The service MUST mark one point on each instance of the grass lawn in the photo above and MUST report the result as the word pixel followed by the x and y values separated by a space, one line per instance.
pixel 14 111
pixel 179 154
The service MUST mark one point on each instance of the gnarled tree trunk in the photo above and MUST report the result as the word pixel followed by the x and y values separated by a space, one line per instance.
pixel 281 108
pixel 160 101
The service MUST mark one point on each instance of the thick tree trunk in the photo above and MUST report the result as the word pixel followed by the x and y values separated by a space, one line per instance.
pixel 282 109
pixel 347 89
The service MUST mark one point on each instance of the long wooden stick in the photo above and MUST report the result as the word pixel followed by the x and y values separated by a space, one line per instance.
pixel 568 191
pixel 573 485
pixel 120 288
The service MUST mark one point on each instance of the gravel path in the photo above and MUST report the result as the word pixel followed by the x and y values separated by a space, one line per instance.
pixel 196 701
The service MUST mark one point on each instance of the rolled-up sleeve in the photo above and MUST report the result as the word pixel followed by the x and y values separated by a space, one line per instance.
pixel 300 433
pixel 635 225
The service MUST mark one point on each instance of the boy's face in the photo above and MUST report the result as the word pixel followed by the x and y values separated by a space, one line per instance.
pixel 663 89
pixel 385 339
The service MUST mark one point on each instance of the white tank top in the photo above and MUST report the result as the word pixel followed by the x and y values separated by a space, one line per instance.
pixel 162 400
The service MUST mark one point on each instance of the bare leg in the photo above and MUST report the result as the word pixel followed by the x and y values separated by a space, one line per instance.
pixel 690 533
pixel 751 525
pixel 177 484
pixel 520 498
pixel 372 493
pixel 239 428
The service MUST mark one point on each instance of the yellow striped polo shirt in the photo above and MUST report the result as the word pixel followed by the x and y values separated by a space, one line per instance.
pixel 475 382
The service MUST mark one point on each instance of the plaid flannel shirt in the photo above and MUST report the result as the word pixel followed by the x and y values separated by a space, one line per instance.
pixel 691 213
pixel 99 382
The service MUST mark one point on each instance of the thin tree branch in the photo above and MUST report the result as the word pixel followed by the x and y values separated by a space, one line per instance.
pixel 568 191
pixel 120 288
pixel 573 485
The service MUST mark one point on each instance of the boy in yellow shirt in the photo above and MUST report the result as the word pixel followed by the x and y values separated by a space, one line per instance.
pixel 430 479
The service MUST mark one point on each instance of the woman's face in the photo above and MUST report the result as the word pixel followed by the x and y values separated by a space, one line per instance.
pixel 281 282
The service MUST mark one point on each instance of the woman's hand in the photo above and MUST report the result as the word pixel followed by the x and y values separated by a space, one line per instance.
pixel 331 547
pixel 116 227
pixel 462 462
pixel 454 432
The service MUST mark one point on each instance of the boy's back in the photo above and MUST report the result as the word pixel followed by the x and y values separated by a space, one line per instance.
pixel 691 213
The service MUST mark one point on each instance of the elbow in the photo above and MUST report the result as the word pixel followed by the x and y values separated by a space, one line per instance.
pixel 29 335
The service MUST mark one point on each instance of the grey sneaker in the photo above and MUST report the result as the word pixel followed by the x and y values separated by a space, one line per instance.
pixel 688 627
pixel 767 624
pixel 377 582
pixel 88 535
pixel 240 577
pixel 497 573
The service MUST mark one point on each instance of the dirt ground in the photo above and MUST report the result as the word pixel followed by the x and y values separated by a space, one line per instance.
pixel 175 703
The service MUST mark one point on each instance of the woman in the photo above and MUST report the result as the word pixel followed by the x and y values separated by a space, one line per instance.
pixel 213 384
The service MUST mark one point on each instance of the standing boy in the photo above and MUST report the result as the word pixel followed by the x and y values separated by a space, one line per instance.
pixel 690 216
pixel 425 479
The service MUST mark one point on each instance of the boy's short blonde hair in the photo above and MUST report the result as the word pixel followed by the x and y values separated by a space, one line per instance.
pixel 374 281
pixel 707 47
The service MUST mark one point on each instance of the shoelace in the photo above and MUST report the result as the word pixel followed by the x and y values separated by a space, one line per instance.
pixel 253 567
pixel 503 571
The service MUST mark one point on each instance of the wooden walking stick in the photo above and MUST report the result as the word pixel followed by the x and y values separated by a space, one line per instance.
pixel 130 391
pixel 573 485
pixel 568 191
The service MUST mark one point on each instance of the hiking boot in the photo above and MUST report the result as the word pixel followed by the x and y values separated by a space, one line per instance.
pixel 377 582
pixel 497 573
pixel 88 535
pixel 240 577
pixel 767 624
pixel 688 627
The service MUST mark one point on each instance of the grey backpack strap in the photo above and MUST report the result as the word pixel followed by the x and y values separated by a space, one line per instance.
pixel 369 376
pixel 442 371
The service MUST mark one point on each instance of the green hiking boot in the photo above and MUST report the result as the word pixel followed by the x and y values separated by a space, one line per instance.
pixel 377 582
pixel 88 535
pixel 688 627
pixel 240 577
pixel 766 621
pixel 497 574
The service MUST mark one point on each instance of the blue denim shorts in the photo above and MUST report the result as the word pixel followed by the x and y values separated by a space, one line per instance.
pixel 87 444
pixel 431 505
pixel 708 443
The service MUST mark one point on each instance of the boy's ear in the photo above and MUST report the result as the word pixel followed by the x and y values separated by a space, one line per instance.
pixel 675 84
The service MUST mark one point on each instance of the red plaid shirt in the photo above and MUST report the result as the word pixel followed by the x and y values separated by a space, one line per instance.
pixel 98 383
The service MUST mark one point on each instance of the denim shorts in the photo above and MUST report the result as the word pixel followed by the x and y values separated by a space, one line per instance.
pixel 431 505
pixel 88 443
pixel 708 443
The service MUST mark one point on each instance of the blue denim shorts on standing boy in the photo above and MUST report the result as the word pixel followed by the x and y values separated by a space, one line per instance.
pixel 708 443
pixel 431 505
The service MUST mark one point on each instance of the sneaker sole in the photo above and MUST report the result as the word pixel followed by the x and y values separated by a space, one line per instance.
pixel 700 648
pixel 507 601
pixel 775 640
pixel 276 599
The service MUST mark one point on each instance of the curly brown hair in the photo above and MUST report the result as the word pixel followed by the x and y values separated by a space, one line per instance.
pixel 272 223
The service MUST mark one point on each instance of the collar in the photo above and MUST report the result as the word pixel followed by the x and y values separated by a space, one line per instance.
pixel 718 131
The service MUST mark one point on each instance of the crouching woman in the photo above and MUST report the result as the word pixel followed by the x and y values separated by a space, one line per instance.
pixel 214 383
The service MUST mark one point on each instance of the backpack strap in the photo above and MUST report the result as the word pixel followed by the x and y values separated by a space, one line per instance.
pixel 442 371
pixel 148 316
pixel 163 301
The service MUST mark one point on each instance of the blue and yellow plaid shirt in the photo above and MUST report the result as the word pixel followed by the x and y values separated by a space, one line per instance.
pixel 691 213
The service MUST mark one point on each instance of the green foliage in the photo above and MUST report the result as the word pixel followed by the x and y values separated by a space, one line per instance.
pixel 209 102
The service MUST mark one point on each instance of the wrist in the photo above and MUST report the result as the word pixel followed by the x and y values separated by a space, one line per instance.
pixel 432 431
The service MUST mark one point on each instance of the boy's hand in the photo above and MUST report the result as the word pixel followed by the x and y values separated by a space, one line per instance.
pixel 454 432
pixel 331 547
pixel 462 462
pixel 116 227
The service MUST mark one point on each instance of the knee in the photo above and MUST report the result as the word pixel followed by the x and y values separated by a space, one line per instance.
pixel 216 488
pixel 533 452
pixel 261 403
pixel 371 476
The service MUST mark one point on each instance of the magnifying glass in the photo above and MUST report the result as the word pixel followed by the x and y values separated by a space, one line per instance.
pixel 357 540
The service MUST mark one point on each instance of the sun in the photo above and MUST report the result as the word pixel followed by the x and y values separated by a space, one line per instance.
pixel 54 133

+++

Convert all of the material above into a JSON list of strings, one string per line, omitting any blank lines.

▸ SOLUTION TO THIS PROBLEM:
[
  "The service MUST mark one point on each instance of the grass lawn in the photo above and MUST report the result as the word pixel followed by the x and y values separated by a space, one line per instance.",
  "pixel 14 111",
  "pixel 179 154",
  "The service MUST mark one point on each instance of the gnarled tree trunk in the photo above and MUST report the result as the word pixel followed by the x and y values separated by a space, one line per instance.",
  "pixel 281 108",
  "pixel 160 101",
  "The service MUST mark one point on each instance of the thick tree trunk in the photo above and MUST report the result as the word pixel followed by the x and y values separated by a space, one line per instance.",
  "pixel 282 109",
  "pixel 347 89",
  "The service MUST mark one point on each instance of the long wooden stick in the photo above and MUST report the result as the word pixel followed by the x and y values separated by a space, one line per instance.",
  "pixel 568 191",
  "pixel 573 485",
  "pixel 120 288",
  "The service MUST mark one point on each instance of the gravel path in the photo above and MUST report the result as the word pixel followed by the x and y values separated by a space, one line per instance.",
  "pixel 196 701",
  "The service MUST mark one point on each instance of the rolled-up sleeve in the photo above and MUST report the result as the word pixel followed by the x and y values separated by a space, one line per instance.",
  "pixel 300 433",
  "pixel 635 225",
  "The service MUST mark one point on each instance of the boy's face in the photo above and MUST report the result as the word pixel followed by the x and y values separated by a space, one line per instance.",
  "pixel 663 89",
  "pixel 385 339",
  "The service MUST mark one point on each instance of the white tank top in the photo above and MUST report the result as the word pixel followed by the x and y values separated by a space, one line per instance.",
  "pixel 162 400",
  "The service MUST mark one point on each instance of the bare leg in the photo above and MUST report the result as the word pixel followed by the x and y values separated by a space, one line per instance.",
  "pixel 690 533",
  "pixel 751 525",
  "pixel 177 484",
  "pixel 520 498",
  "pixel 372 493",
  "pixel 239 428",
  "The service MUST mark one point on each instance of the yellow striped polo shirt in the photo above and MUST report the result as the word pixel followed by the x and y values separated by a space, one line per instance.",
  "pixel 475 382",
  "The service MUST mark one point on each instance of the plaid flannel shirt in the photo above and MUST report the result as the word pixel followed by the x and y values separated by a space, one line per instance.",
  "pixel 691 213",
  "pixel 99 382",
  "The service MUST mark one point on each instance of the thin tree branch in the photo above and MUST report the result as the word pixel followed by the x and y values separated by a space, one line per instance.",
  "pixel 568 191",
  "pixel 120 288",
  "pixel 573 485",
  "The service MUST mark one point on each instance of the boy in yellow shirt in the photo above and MUST report the result as the word pixel followed by the x and y values separated by a space, one line per instance.",
  "pixel 430 479",
  "The service MUST mark one point on each instance of the woman's face in the photo above and MUST report the result as the word pixel followed by the x and y values separated by a space, one line per instance.",
  "pixel 281 282",
  "The service MUST mark one point on each instance of the woman's hand in the photo above and MUST report the result as the word pixel followed by the x and y values separated by a space, one line per instance.",
  "pixel 331 547",
  "pixel 116 227",
  "pixel 462 462",
  "pixel 454 432",
  "The service MUST mark one point on each instance of the boy's back in the photo above and MUST report the result as the word pixel followed by the x and y values separated by a space, one line per instance.",
  "pixel 691 213",
  "The service MUST mark one point on each instance of the elbow in the photo above and MUST report the result as the word pixel followed by the x and y values separated by a space, one line per instance.",
  "pixel 29 335",
  "The service MUST mark one point on each instance of the grey sneaker in the photo above and MUST report the result as the word pixel followed by the x and y values separated by a space, one line per instance.",
  "pixel 688 627",
  "pixel 767 624",
  "pixel 377 582",
  "pixel 88 535",
  "pixel 240 577",
  "pixel 497 573",
  "The service MUST mark one point on each instance of the dirt ground in the photo above and MUST report the result as the word pixel followed by the x and y values separated by a space, one line per instance.",
  "pixel 175 703",
  "The service MUST mark one point on each instance of the woman in the photo above and MUST report the result as the word pixel followed by the x and y values separated by a space, one line per instance.",
  "pixel 213 384",
  "The service MUST mark one point on each instance of the standing boy in the photo above and MUST report the result as the word pixel followed by the x and y values separated by a space, one line per instance.",
  "pixel 690 216",
  "pixel 425 479",
  "The service MUST mark one point on each instance of the boy's short blonde hair in the photo above and MUST report the result as the word pixel followed by the x and y values separated by a space, one line per instance.",
  "pixel 374 281",
  "pixel 707 47",
  "The service MUST mark one point on each instance of the shoelace in the photo above and MUST report the result as the word pixel followed by the x and y values separated by a space, one line per instance.",
  "pixel 253 567",
  "pixel 503 571",
  "The service MUST mark one point on each instance of the wooden walking stick in the photo above and MUST report the result as the word pixel followed by the x and y values separated by a space, one line per instance.",
  "pixel 130 391",
  "pixel 573 485",
  "pixel 568 191",
  "The service MUST mark one point on each instance of the hiking boot in the photo above and MUST report the result as the word pixel followed by the x and y values separated by a space, one line per instance.",
  "pixel 377 582",
  "pixel 497 573",
  "pixel 88 535",
  "pixel 240 577",
  "pixel 767 624",
  "pixel 688 627",
  "The service MUST mark one point on each instance of the grey backpack strap in the photo above and MUST report the result as the word pixel followed by the x and y values separated by a space, one line per instance.",
  "pixel 369 376",
  "pixel 442 371",
  "The service MUST mark one point on each instance of the green hiking boot in the photo above and MUST report the result as the word pixel followed by the x and y values separated by a space, one line per instance.",
  "pixel 377 582",
  "pixel 88 535",
  "pixel 688 627",
  "pixel 240 577",
  "pixel 766 621",
  "pixel 497 574",
  "The service MUST mark one point on each instance of the blue denim shorts in the photo above and MUST report the result as the word pixel followed by the x and y values separated by a space, one line per instance.",
  "pixel 87 444",
  "pixel 431 505",
  "pixel 708 443",
  "The service MUST mark one point on each instance of the boy's ear in the photo above and MUST report the result as the word pixel followed by the x and y values separated by a space, one line per instance.",
  "pixel 675 84",
  "The service MUST mark one point on each instance of the red plaid shirt in the photo above and MUST report the result as the word pixel followed by the x and y values separated by a space, one line per instance.",
  "pixel 98 383",
  "The service MUST mark one point on each instance of the denim shorts in the photo above and MUST report the result as the word pixel followed by the x and y values separated by a space, one line per instance.",
  "pixel 431 505",
  "pixel 88 443",
  "pixel 708 443",
  "The service MUST mark one point on each instance of the blue denim shorts on standing boy in the photo above and MUST report the result as the word pixel followed by the x and y values separated by a space, one line per instance.",
  "pixel 708 443",
  "pixel 431 505",
  "The service MUST mark one point on each instance of the sneaker sole in the photo above and MUST report the result as the word pixel followed by the x and y values separated by a space, one line per instance.",
  "pixel 700 648",
  "pixel 507 601",
  "pixel 775 640",
  "pixel 276 599",
  "The service MUST mark one point on each instance of the curly brown hair in the photo above and MUST report the result as the word pixel followed by the x and y values separated by a space, one line per instance.",
  "pixel 272 223",
  "The service MUST mark one point on each instance of the collar in the photo above and MUST report the result as the word pixel followed by the x and y values separated by a space, one line per instance.",
  "pixel 718 131",
  "The service MUST mark one point on each instance of the crouching woman in the photo above and MUST report the result as the word pixel followed by the x and y values separated by a space, one line per instance.",
  "pixel 214 383",
  "The service MUST mark one point on each instance of the backpack strap in the photo above and MUST report the result as the word pixel followed by the x and y values separated by a space, one line per instance.",
  "pixel 442 371",
  "pixel 148 316",
  "pixel 163 301",
  "The service MUST mark one point on each instance of the blue and yellow plaid shirt in the photo above and MUST report the result as the word pixel followed by the x and y values separated by a space, one line per instance.",
  "pixel 691 213",
  "The service MUST mark one point on each instance of the green foliage in the photo above and MUST report the result as the word pixel followed by the x and y values separated by a space, one line per instance.",
  "pixel 209 102",
  "The service MUST mark one point on each instance of the wrist in the photo above and MUST report the result as the word pixel followed by the x and y values separated by a space, one line per instance.",
  "pixel 432 431",
  "The service MUST mark one point on each instance of the boy's hand in the photo above and MUST report the result as the word pixel followed by the x and y values separated by a space, one line per instance.",
  "pixel 454 432",
  "pixel 331 547",
  "pixel 462 462",
  "pixel 116 227",
  "The service MUST mark one point on each instance of the knee in the photo above and MUST report the result as the word pixel followed by the x and y values separated by a space, one line per instance.",
  "pixel 216 488",
  "pixel 533 452",
  "pixel 261 403",
  "pixel 371 476",
  "The service MUST mark one point on each instance of the magnifying glass in the photo above and MUST report the result as the word pixel followed by the x and y values separated by a space, one line per instance.",
  "pixel 357 540",
  "The service MUST mark one point on each instance of the sun in the photo above and MUST report the result as the word pixel followed by the x and y values separated by a space, one line per instance.",
  "pixel 54 133"
]